- [TASKS FOR THIS EXERCISE]
- A) In the blog post about the drafting scale, what kind of scale did the writer actually buy instead of an architectural scale?
- B) Carry on the blog post about the drafting scale from its last line.

Monday, December 29, 2014

****The Foolishness of Ignorant Arrogance

I have an unusual tool that I bought over 60 years ago and it has NEVER been used. When I was in junior high school, I enrolled in a mechanical drawing class and so I needed to buy some drafting tools. The sales clerk helped me assemble everything I would need; the drawing board, T-square, triangles, mechanical pencils and, finally, one of those three-sided, twelve-inch rulers - the architectural scale. Most of them that he showed me were made of white plastic but I picked out a nice-looking wooden one from the display cabinet and said, “I’ll take that one.”

“No, you need one of these,” he said as he kept pushing a white plastic one into my hand.  But I liked the one I picked and I was going to buy it.  He tried several times to tell me that what I had was an engineer's scale.

Engineer; architect, “Yeah, whatever!” I replied sarcastically.  I didn’t know why he was arguing with me over semantics.  After all, he was just a dumb sales clerk but I was the drafting student and I knew that those three-sided rulers were architectural scales. He finally let me have it my way and he rang up my order.

When I got home and laid out my tools, I mounted some drafting paper to my new drawing board and began to draw. That's when I discovered that an engineering scale is NOT an architectural scale. Nothing on that scale was useable to me. It cost me several dollars to learn, the hard way, that I don’t know everything.

Sometimes mature who have been “around the block’ a few times, try to warn younger know-it-alls, to save them some grief. But youth is arrogant and often think it knows better so they don’t listen. And when that happens, those older and wiser people will often just quietly back off and let them suffer the consequences of their foolishness.

I have kept that scale around to remind me to listen to the voices of reason, wisdom, and experience instead of just assuming I know it all.

“Any man who understands his own foolishness is already a little wise.” Jewish Proverb

3 comments:

Ron Livesay said...

- [Excerpts of location labeling data]
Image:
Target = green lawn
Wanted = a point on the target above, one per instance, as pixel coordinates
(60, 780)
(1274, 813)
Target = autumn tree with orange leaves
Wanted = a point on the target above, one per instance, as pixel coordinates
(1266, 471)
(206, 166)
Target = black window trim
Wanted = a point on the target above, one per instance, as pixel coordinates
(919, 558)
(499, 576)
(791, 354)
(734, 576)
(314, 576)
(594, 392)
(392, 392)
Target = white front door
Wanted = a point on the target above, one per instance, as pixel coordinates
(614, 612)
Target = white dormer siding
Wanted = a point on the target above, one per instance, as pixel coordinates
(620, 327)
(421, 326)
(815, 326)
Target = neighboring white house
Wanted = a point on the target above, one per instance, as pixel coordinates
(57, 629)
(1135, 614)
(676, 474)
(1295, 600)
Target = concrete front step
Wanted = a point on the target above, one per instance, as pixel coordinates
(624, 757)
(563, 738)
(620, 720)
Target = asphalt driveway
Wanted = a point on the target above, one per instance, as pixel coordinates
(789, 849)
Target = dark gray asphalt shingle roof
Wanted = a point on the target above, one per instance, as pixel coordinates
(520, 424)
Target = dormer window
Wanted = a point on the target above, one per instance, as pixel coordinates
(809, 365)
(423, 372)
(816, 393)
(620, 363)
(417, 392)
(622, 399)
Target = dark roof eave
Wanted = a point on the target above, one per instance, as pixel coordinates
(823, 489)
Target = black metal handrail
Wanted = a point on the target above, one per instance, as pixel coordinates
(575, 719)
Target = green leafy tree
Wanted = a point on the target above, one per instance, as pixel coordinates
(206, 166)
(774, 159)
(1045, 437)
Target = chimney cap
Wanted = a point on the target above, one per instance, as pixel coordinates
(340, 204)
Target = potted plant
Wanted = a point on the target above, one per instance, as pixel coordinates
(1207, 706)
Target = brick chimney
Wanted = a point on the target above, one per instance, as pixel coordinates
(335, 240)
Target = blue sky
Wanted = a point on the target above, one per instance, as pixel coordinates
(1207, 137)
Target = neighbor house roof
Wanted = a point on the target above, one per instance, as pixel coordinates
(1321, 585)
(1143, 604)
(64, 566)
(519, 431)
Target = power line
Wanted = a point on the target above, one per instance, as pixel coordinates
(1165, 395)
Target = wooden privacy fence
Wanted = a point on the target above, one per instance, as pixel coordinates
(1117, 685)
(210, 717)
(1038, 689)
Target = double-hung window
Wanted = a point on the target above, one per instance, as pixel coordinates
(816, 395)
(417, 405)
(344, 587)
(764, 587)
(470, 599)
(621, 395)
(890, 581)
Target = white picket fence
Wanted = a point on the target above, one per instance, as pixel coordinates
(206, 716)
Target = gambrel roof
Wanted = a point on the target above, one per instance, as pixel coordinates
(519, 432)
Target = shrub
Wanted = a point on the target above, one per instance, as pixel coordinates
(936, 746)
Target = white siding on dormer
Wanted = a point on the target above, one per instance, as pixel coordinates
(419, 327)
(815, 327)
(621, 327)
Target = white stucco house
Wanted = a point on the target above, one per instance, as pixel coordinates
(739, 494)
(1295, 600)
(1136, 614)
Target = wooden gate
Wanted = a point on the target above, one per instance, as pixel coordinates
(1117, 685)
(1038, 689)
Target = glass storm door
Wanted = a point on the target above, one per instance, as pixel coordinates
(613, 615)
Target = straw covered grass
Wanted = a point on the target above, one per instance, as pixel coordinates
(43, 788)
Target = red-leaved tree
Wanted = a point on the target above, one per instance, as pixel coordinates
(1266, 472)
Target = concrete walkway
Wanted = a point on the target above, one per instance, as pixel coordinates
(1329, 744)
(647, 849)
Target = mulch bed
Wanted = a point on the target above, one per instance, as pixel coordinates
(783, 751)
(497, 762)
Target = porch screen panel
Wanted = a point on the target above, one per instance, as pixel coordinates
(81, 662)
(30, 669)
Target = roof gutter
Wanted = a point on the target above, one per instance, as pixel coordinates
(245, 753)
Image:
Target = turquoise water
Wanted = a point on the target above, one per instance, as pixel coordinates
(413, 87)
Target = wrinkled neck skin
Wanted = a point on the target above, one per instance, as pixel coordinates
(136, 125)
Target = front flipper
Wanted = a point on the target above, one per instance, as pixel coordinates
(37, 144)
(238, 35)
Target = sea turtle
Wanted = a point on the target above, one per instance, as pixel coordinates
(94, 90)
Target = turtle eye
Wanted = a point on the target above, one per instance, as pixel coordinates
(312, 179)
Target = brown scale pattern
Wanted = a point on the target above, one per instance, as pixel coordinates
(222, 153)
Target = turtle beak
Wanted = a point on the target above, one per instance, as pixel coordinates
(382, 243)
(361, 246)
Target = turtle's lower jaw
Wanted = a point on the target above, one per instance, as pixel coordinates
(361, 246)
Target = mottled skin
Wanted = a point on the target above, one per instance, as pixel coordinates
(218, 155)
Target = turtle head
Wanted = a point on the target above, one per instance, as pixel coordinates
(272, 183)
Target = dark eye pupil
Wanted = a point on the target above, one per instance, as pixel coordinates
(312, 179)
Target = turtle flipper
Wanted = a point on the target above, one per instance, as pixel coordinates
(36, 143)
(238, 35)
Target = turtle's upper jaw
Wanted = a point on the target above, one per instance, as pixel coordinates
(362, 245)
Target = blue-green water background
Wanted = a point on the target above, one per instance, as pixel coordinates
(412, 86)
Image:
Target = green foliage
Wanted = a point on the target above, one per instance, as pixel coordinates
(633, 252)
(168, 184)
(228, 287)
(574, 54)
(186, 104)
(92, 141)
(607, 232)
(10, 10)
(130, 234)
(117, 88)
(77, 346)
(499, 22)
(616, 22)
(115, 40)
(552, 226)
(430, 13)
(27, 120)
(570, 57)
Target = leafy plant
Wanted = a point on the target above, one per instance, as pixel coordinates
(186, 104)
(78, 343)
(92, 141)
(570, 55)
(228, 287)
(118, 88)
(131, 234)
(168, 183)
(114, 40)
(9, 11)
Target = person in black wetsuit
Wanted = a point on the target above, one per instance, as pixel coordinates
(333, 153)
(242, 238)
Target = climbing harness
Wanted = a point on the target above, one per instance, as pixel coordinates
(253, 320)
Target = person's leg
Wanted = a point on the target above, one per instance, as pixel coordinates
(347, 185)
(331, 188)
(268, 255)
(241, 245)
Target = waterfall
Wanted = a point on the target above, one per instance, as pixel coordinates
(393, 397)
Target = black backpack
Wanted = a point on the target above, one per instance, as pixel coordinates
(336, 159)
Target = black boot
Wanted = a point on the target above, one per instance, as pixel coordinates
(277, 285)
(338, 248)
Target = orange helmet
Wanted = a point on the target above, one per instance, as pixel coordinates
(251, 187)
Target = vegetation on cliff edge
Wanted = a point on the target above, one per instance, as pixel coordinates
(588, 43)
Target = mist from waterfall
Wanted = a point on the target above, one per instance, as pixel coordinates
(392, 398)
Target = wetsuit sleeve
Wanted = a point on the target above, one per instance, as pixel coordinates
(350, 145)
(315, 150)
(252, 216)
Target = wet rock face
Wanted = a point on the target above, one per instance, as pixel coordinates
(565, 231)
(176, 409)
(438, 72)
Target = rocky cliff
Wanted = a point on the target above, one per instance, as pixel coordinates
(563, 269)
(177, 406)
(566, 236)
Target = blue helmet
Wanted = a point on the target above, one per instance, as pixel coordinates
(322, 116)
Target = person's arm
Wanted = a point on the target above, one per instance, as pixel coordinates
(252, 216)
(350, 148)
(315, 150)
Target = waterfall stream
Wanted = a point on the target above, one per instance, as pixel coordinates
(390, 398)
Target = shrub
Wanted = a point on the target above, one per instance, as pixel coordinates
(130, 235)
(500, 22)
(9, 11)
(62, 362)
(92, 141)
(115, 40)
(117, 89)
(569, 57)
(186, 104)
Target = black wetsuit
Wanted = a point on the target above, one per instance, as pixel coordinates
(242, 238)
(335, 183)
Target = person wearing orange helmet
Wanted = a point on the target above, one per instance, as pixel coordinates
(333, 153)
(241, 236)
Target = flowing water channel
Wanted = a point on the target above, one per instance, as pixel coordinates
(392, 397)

- [ANSWERS BELOW]
- A) An engineer's scale.

- B)
You mean teenagers and college students don't know everything? I thought maybe they did. I had the following experience which is copied from one of my own blog posts:

Once when I was on our school campus after hours, there were three young teenagers, not students at our school, out on the parking lot riding their skateboards. I went out and politely pointed out the posted sign that reflected our policy of no skateboards on campus. One of them decided to be the little smart mouth he had obviously, by a lack of discipline, been trained to be. “I’ve been on this earth for fourteen years, and I know my rights. I have a right to be here, and I have a right to ride my board anywhere I want to.” I resisted the impulse to say what I was thinking. Instead I pointed out that they were on private property and were in violation of our rules for those who came on campus. Only after they threatened to bash me with their skateboards and I mentioned calling the sheriff did they reluctantly leave, shouting insults and making obscene gestures as they went.

How's that for an example of those who have been taught to "express themselves" and to "stand up for their rights?"

Ron Livesay said...

I forgot to mention that these young teenagers all had high self-esteem, a positive self-image, and a good self-concept. What else matters? Obviously, it's perfectly fine to be in ignorance as long as the individual feels good about himself. Studies have repeatedly shown that American students rank near the bottom in many academic subjects, but they are consistently number one in "self-esteem."

Pumice said...

Sounds like an investment that keeps on giving.

Grace and peace.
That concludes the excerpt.